##### BRANO PROPOSTO

Giornata nera quella di ieri per la provincia di Varese. Numerose le manifestazioni e le proteste da parte di lavoratori da tempo senza stipendio o “vittime” da anni del blocco del tetto salariale.
Dalla protesta ad alta quota alle 10.30 di ieri mattina in via Monte Generoso, dove operai dipendenti di un’impresa edile di Milano sono saliti sul tetto della nuova palestra in via di rifinitura perché da sei mesi non percepiscono lo stipendio, alla protesta di tutte le sigle sindacali delle Forze dell’ordine a causa dei costanti tagli al comparto.
Sino al presidio all’esterno dell’Inps da parte dei lavoratori della ditta Bianchi di Gazzada che da un anno non percepiscono un euro, nonostante il ministero abbia concesso la cassa integrazione straordinaria per fine attività. Situazione dura per 80 famiglie.
Insomma, la situazione occupazionale della nostra provincia è ben lontana dal raggiungere la fine del tunnel di questa lunga e pesante crisi. E i dati parlano chiaro. «Da gennaio 2014 al 30 agosto scorso – spiega , Cgil Varese apparato confederale – sono stati 2.300 i licenziamenti nelle aziende che contano più di 15 dipendenti. Ma questo è un dato imperfetto perché non abbiamo il report delle piccole e medie imprese con meno di 15 dipendenti. Si stima che complessivamente, entro la fine dell’anno, i licenziamenti supereranno quota cinquemila».
Ma anche il dato annuale legato ai dipendenti passati a contratti part time involontari sono preoccupanti. «Quando le aziende esauriscono la possibilità della cassa integrazione in deroga e ordinaria, per evitare il licenziamento dei lavoratori trasformano i loro contratti full time in part time. I part time involontari in provincia si aggirano tra i 2.200 e i 2.500 all’anno».

##########
##### RIGHE

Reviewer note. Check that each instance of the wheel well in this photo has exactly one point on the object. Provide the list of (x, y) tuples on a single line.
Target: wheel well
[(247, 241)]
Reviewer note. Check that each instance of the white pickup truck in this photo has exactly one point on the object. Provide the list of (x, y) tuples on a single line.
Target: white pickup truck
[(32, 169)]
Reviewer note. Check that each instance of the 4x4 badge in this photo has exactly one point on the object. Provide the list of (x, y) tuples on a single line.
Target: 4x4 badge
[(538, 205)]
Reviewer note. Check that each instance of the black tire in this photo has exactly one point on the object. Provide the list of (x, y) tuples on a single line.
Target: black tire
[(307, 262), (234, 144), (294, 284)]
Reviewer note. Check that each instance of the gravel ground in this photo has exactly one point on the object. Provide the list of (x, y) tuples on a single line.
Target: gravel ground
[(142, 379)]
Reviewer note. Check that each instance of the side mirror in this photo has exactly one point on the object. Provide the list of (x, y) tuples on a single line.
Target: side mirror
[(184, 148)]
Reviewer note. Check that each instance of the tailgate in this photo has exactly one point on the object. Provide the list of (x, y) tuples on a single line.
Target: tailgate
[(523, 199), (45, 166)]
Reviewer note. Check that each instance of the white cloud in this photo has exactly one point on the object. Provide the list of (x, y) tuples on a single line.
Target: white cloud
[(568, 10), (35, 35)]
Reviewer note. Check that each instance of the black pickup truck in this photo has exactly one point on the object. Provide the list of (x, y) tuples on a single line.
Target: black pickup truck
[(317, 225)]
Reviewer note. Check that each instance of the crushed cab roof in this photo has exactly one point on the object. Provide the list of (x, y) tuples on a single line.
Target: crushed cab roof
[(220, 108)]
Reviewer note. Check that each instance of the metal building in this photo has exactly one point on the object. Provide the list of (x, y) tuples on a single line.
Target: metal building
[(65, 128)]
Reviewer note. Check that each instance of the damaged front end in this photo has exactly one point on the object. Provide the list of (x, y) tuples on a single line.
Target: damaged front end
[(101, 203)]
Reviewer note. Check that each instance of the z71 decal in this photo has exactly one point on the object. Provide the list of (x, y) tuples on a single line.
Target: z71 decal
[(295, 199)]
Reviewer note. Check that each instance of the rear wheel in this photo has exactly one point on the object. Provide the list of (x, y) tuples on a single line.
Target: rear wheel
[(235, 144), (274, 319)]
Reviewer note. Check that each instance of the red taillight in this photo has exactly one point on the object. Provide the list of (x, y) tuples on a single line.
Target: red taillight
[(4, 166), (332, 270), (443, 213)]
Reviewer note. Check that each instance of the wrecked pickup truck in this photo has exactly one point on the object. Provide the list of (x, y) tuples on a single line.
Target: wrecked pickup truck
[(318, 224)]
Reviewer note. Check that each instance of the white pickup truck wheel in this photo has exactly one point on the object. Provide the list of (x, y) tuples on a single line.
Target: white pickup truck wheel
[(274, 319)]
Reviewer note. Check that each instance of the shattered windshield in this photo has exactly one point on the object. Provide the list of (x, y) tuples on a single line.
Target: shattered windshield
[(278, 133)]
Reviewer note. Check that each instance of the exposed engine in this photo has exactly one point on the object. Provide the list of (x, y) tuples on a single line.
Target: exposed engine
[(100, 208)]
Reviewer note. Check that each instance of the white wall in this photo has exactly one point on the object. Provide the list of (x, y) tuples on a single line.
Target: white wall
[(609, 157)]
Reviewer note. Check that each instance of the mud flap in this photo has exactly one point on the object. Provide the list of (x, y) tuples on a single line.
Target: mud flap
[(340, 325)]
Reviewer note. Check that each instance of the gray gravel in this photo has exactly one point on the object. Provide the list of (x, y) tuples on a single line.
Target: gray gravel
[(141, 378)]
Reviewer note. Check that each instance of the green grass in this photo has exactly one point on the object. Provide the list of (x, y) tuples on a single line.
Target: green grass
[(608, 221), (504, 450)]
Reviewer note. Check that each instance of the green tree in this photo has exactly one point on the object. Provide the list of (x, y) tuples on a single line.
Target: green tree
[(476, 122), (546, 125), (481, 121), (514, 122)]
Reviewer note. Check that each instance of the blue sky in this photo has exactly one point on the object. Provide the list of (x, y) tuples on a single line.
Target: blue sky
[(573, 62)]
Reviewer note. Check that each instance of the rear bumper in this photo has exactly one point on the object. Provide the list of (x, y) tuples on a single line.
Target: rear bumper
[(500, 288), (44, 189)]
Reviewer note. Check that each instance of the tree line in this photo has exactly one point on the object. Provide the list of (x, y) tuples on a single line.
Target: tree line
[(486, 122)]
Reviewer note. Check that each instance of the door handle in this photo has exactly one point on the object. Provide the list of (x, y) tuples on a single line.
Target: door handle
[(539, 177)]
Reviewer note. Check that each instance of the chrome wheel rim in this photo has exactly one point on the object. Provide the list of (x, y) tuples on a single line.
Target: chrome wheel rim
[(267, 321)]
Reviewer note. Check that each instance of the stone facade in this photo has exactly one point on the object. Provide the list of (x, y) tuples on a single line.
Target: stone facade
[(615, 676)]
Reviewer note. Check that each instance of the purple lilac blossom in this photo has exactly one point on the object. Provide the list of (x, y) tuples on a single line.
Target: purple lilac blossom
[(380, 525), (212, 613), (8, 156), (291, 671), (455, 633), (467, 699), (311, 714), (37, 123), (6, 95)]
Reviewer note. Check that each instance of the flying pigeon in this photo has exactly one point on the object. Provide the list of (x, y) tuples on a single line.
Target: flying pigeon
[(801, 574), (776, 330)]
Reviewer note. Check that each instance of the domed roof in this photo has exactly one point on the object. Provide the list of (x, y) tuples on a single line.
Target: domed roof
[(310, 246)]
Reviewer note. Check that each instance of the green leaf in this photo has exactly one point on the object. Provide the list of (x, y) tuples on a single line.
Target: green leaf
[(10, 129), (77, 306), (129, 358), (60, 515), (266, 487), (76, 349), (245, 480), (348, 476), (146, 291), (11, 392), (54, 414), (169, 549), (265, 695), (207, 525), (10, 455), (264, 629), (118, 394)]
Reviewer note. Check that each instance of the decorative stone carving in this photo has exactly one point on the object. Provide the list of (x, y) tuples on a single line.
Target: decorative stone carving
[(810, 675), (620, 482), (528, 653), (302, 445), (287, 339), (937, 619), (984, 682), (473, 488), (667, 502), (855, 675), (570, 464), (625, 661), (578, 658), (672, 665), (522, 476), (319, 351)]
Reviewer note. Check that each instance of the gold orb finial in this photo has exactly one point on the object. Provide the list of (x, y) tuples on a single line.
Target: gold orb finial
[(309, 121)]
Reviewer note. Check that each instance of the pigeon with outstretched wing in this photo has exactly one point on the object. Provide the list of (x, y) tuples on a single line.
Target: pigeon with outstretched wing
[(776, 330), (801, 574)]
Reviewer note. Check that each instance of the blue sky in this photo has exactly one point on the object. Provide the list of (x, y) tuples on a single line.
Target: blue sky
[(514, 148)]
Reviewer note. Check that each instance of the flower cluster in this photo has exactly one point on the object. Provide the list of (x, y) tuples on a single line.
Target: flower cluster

##########

**CONSEGNE**.
1. Trasforma in un elenco numerato le righe di etichettatura, cominciando da quella che contiene "Reviewer note. Check that each instance of the gold" e proseguendo fino a quella che contiene "[(309, 121)]", senza le righe vuote.
2. Prosegui l'articolo sulle proteste dei lavoratori in provincia di Varese dopo l'ultima frase riportata.

**SOLUZIONI**.
1.
1. Reviewer note. Check that each instance of the gold orb finial in this photo has exactly one point on the object. Provide the list of (x, y) tuples on a single line.
2. Target: gold orb finial
3. [(309, 121)]

2.
Apparentemente, secondo i dati raccolti dalla Cgil, la cassa integrazione in deroga sembra aver registrato una leggera diminuzione. «Apparentemente perché le maglie si sono ristrette: moltissime aziende hanno terminato i periodi di fruizione degli ammortizzatori di cassa in deroga. Le aziende sono arrivate al capolinea – continua Martignoni – Questo significa che il calo degli ammortizzatori di cassa integrazione non è ascrivibile a una effettiva ripresa lavoro, ma purtroppo le aziende si stanno muovendo o con i licenziamenti e con i part time involontari».
Una situazione che preoccupa i sindacati. «Saremmo i primi ad esser contenti e a gioire del fatto che ci possa essere una situazione che ci porti fuori dalla crisi – commenta , segretario generale Cgil – Spesso noi sindacati veniamo accusati di avere una visione distorta della realtà, ma purtroppo i fatti ci danno ragione. Stiamo registrando un aumento fortissimo dei fallimenti aziendali, più dell’anno scorso».
«Serve uno scatto di orgoglio»
Quello che Colombo ritiene che debba essere messo in campo sono interventi a livello nazionale per garantire ammortizzatori sociali alle aziende e ai lavoratori che ne hanno bisogno.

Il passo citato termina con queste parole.